BEGIN

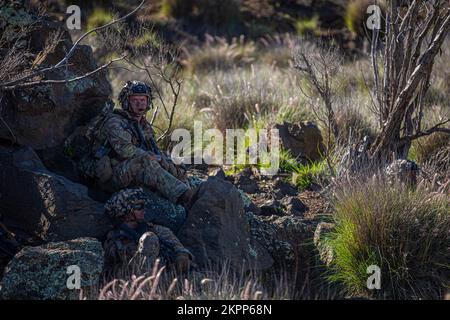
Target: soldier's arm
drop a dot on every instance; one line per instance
(120, 139)
(169, 241)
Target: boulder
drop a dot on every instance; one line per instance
(43, 116)
(303, 140)
(217, 232)
(43, 272)
(44, 204)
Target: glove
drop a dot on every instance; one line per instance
(182, 262)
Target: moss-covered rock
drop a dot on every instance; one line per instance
(42, 272)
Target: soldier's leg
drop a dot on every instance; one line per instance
(143, 170)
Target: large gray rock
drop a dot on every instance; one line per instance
(42, 117)
(163, 212)
(303, 140)
(321, 241)
(44, 204)
(43, 272)
(216, 230)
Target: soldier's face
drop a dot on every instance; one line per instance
(138, 104)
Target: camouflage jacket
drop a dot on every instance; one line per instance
(122, 137)
(123, 241)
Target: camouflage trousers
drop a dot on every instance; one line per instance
(143, 171)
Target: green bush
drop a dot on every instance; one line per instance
(404, 232)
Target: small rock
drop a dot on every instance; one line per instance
(218, 173)
(246, 181)
(304, 140)
(294, 206)
(43, 272)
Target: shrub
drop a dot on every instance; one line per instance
(351, 122)
(307, 26)
(98, 17)
(405, 232)
(306, 175)
(356, 15)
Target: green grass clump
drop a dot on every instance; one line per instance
(305, 175)
(404, 232)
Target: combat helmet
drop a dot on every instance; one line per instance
(135, 87)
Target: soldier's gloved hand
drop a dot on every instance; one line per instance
(182, 262)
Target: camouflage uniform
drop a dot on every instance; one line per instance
(137, 247)
(130, 157)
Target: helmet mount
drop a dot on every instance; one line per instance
(135, 87)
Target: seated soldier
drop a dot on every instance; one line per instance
(126, 139)
(135, 243)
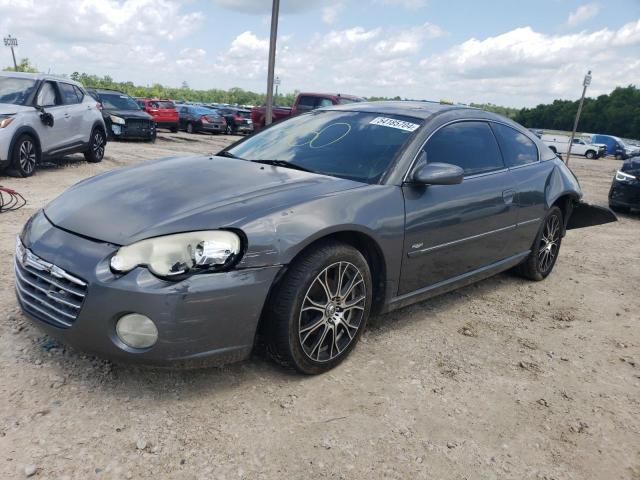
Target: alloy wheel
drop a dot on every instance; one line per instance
(98, 145)
(332, 311)
(27, 156)
(549, 244)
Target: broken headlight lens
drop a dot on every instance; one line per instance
(624, 177)
(180, 254)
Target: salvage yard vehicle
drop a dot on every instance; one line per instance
(238, 120)
(123, 117)
(624, 194)
(44, 117)
(560, 144)
(616, 146)
(194, 119)
(164, 112)
(304, 102)
(295, 235)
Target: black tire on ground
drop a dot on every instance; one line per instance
(97, 144)
(312, 324)
(546, 247)
(619, 209)
(24, 156)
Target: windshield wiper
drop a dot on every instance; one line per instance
(283, 163)
(228, 155)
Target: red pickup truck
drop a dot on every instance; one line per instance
(305, 102)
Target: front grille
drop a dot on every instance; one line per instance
(46, 291)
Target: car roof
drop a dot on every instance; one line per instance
(40, 76)
(418, 109)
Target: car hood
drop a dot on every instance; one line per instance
(10, 109)
(129, 114)
(183, 194)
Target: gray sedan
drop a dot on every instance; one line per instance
(295, 235)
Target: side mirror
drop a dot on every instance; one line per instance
(438, 174)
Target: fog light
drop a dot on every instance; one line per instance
(137, 331)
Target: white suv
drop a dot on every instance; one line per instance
(44, 117)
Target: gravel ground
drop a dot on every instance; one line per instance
(503, 379)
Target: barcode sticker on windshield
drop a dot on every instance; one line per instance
(393, 123)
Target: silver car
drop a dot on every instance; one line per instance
(44, 117)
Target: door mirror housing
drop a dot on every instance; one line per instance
(438, 174)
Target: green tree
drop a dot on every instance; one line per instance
(24, 65)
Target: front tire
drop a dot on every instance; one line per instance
(24, 157)
(546, 247)
(95, 154)
(320, 309)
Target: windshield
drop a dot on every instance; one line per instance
(16, 90)
(354, 145)
(118, 101)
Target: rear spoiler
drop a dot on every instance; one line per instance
(585, 215)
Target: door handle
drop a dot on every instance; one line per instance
(507, 196)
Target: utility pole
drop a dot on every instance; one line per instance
(9, 41)
(272, 61)
(276, 82)
(585, 83)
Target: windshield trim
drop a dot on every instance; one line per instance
(390, 167)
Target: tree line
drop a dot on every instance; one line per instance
(617, 113)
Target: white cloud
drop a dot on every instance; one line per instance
(408, 4)
(582, 14)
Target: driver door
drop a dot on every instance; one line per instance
(455, 230)
(56, 136)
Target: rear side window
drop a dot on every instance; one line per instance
(516, 147)
(469, 145)
(69, 96)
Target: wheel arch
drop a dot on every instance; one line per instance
(25, 129)
(359, 240)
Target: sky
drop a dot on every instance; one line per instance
(506, 52)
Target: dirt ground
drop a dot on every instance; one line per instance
(503, 379)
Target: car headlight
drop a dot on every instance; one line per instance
(624, 177)
(183, 253)
(5, 121)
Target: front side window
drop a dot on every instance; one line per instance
(16, 91)
(517, 148)
(47, 95)
(354, 145)
(69, 96)
(469, 145)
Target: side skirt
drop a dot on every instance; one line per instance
(454, 282)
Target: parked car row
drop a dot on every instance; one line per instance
(590, 145)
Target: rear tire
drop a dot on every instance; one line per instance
(95, 154)
(320, 309)
(24, 157)
(546, 247)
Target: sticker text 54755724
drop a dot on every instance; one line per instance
(393, 123)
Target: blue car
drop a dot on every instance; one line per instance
(615, 146)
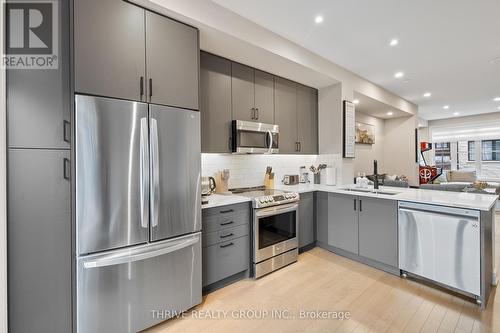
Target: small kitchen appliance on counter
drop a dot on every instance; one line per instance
(290, 179)
(275, 226)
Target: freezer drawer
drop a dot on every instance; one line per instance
(441, 244)
(132, 289)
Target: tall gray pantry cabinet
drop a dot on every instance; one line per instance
(106, 48)
(39, 250)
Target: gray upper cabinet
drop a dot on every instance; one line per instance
(39, 246)
(38, 101)
(378, 230)
(286, 114)
(215, 108)
(252, 94)
(264, 97)
(172, 55)
(343, 222)
(307, 119)
(243, 95)
(306, 219)
(109, 48)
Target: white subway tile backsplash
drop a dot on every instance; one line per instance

END

**WHAT NEEDS TO BE DONE:**
All lines above that hold the string "ground" should be copied.

**EXERCISE RESPONSE:**
Target: black tire on ground
Target: gravel ground
Target: dirt ground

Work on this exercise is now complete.